◆ **REQUIREMENTS**
Rewrite all the lines below as a numbered list, skipping any blank lines and leaving out the pictures.
==============================
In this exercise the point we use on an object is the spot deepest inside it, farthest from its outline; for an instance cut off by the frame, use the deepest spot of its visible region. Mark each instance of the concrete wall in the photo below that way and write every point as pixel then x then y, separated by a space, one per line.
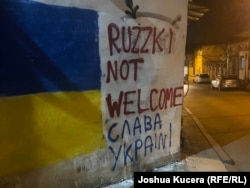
pixel 89 94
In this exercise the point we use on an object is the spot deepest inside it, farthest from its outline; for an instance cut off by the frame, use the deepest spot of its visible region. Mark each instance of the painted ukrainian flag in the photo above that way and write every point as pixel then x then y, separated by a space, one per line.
pixel 50 101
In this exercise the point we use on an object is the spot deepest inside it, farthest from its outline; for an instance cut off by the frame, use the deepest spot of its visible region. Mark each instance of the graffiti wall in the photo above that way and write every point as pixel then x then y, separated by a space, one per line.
pixel 89 90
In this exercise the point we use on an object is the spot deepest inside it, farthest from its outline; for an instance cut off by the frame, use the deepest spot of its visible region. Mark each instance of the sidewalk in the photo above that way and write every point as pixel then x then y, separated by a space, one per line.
pixel 195 158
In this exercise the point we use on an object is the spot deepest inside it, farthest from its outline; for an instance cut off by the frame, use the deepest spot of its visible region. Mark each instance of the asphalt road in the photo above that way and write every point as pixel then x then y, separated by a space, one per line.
pixel 225 116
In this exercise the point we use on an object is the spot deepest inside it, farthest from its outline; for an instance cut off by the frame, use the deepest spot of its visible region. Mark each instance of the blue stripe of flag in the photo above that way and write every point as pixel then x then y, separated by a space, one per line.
pixel 47 48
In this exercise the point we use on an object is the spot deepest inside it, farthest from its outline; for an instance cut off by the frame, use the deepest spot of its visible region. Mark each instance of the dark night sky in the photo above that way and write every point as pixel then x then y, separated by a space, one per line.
pixel 221 23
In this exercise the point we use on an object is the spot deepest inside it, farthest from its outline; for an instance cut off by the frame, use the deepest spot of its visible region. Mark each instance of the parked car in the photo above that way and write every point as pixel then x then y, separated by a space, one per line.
pixel 225 82
pixel 202 78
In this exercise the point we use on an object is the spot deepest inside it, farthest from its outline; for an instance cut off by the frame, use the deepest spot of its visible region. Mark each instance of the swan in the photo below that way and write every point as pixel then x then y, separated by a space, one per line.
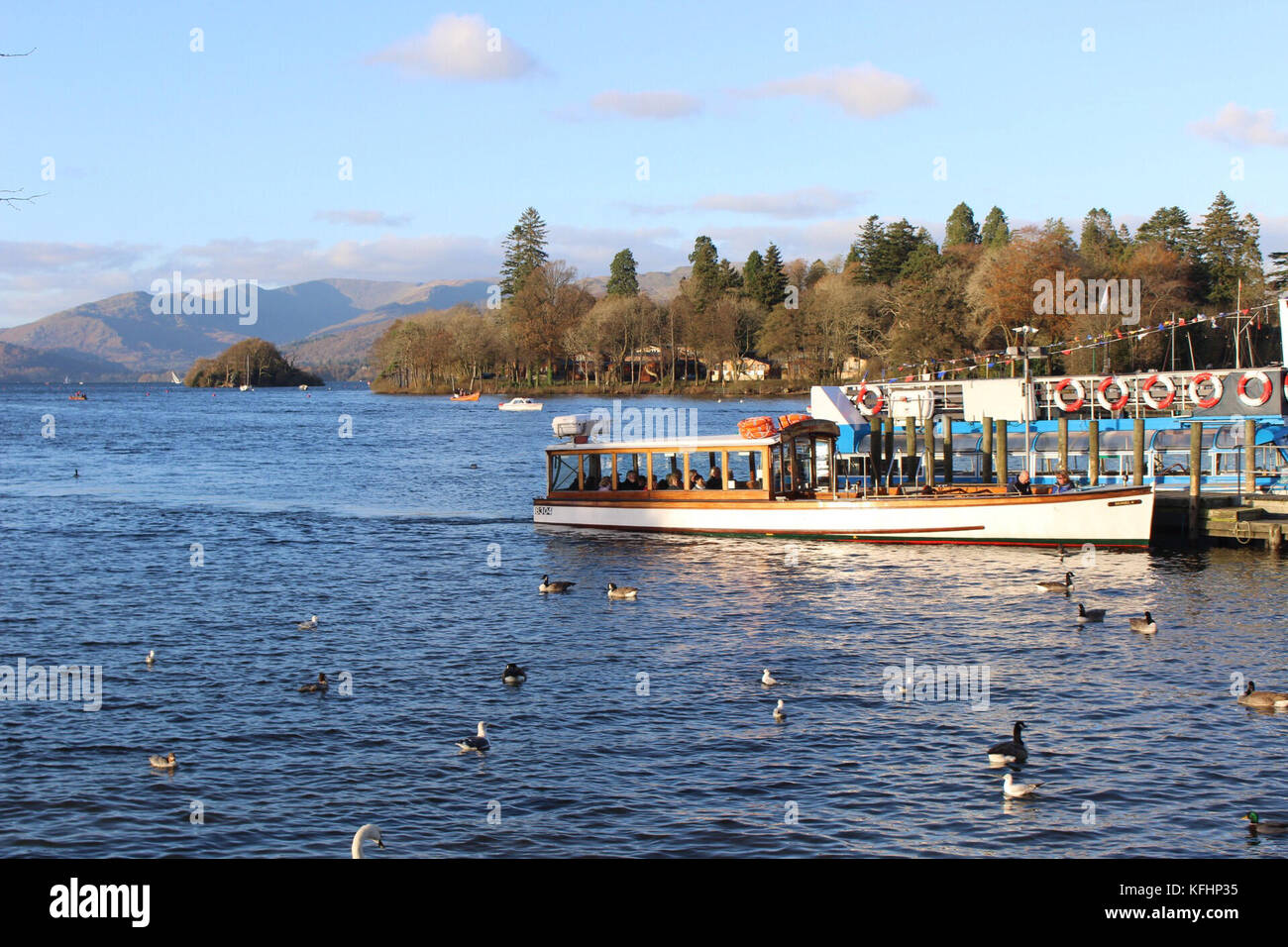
pixel 370 831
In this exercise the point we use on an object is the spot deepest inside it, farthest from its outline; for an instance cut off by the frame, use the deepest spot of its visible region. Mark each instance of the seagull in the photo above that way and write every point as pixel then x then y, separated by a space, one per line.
pixel 1146 625
pixel 1057 586
pixel 321 684
pixel 1013 750
pixel 369 832
pixel 1018 789
pixel 478 742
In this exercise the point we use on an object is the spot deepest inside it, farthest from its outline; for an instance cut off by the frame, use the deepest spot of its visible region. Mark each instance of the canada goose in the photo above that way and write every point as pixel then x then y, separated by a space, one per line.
pixel 320 684
pixel 478 742
pixel 1090 615
pixel 1017 789
pixel 1258 826
pixel 1013 750
pixel 1252 697
pixel 369 832
pixel 1057 586
pixel 1146 625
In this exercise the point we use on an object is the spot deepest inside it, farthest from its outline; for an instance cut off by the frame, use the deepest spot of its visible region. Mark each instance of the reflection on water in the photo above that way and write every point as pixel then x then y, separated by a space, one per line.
pixel 424 573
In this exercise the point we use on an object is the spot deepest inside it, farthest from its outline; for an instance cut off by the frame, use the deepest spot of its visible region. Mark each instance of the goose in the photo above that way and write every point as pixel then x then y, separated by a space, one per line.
==============================
◆ **TASK RESPONSE**
1. In this exercise the point we use on an object is the spot deepest inside it, farthest from its outline; for an instance cut off by the frame, use the deepest spot of its visible region. Mark each instance of the concrete wall in the photo below that way and write every point as pixel then x then y, separated by a space, one per line.
2. pixel 89 94
3. In this exercise the point we use on an object is the spot deepest inside it, farthest from its outline; for an instance cut off by the frame, use the deepest spot of its visible region. Mark each instance of the painted ukrainian flag in the photo above that way and write every point as pixel then x then y, separated by a space, one per line.
4. pixel 50 101
5. In this exercise the point we use on an object is the spot deepest inside it, farthest from its outline; for an instance cut off by the frame, use the deepest spot of its visible region. Mark each instance of the graffiti wall in the photo above that way and write every point as pixel then x then y, separated by a space, one per line.
6. pixel 89 90
7. In this exercise the point we use on an object is the spot deepest inside it, farthest from its outline; for an instance cut off by the frame, use the deepest spot of its visible region. Mark each instance of the sidewalk in the photo above that way and write every point as pixel then x then y, separated by a space, one per line.
8. pixel 195 158
9. In this exercise the point we use on an object is the spot deepest inside it, farthest from its outline; for an instance cut off by the frame, use the deepest spot of its visible region. Mark each instance of the asphalt road in the photo above that way and write every point as pixel then x then y, separated by a space, one per line.
10. pixel 225 116
11. In this exercise the point we use on an object is the spot deepest inside it, farthest from its outline; for an instance cut off by the frame, use the deepest spot of its visible region. Mark each instance of the blue stripe of flag in the photo above that way and write every point as pixel then x then y, separated by a space, one per line.
12. pixel 47 48
13. In this exercise the point we use on an object is the spot deepest inside it, farthest from its outline; for an instance cut off by the frame, use the deepest spot of its visible region. Mark each instance of the dark night sky in the photo above that way and write every point as pixel then x then y, separated by a space, one per line.
14. pixel 221 23
15. In this exercise the point we use on an object is the spot deepest inside it, farthest from its outline; for an instance cut off by the frame, use the deepest spot of its visible region. Mark each instance of the parked car in the photo above that way and write every point as pixel then x then y, separated by a space, one per line.
16. pixel 225 82
17. pixel 202 78
18. In this exercise the point we use on an object is the spot deepest inside it, farthest from its outline; for an instance cut off by the frame, use the deepest spot of its visible region. Mark each instance of the swan in the photo below that way and write every point as pixel then x then y, separated by a space, one per line.
19. pixel 370 831
20. In this exercise the point we use on an object is the spot deepest inside it, farthest from its outline; for an instance cut off by the frame, use the deepest spot of its visible region. Mark each instance of the seagull in the photo above that way and write every point as pixel then x then y, separated by a space, one per line.
21. pixel 1146 625
22. pixel 1057 586
23. pixel 321 684
24. pixel 1013 750
25. pixel 369 832
26. pixel 1018 789
27. pixel 478 742
28. In this exercise the point we use on an object is the spot deepest inside it, farthest from its outline; for an instance cut off by the frame, use the deepest spot of its visible region. Mark each instance of the canada goose in the photo above that way and write every point as pixel then x then y, separated by a space, one per line.
29. pixel 320 684
30. pixel 478 742
31. pixel 1090 615
32. pixel 1017 789
33. pixel 1258 826
34. pixel 1013 750
35. pixel 1252 697
36. pixel 369 832
37. pixel 1057 586
38. pixel 1146 625
39. In this exercise the point we use on an object is the spot deepest inside it, farthest from its outline; for an instance cut off by the frame, use the deepest spot of its visible region. Mark each instance of the reflection on water in the photo above that way and write every point as pixel then x then y, separated by a space, one per line.
40. pixel 424 573
41. In this exercise the point we use on an object is the spot deepest inside it, farthest from its outline; for an instance cut off by the frame, use the deepest spot of its visible region. Mark each instance of the goose in the photo above that way and write every point as pixel then x then y, separated by a space, one per line.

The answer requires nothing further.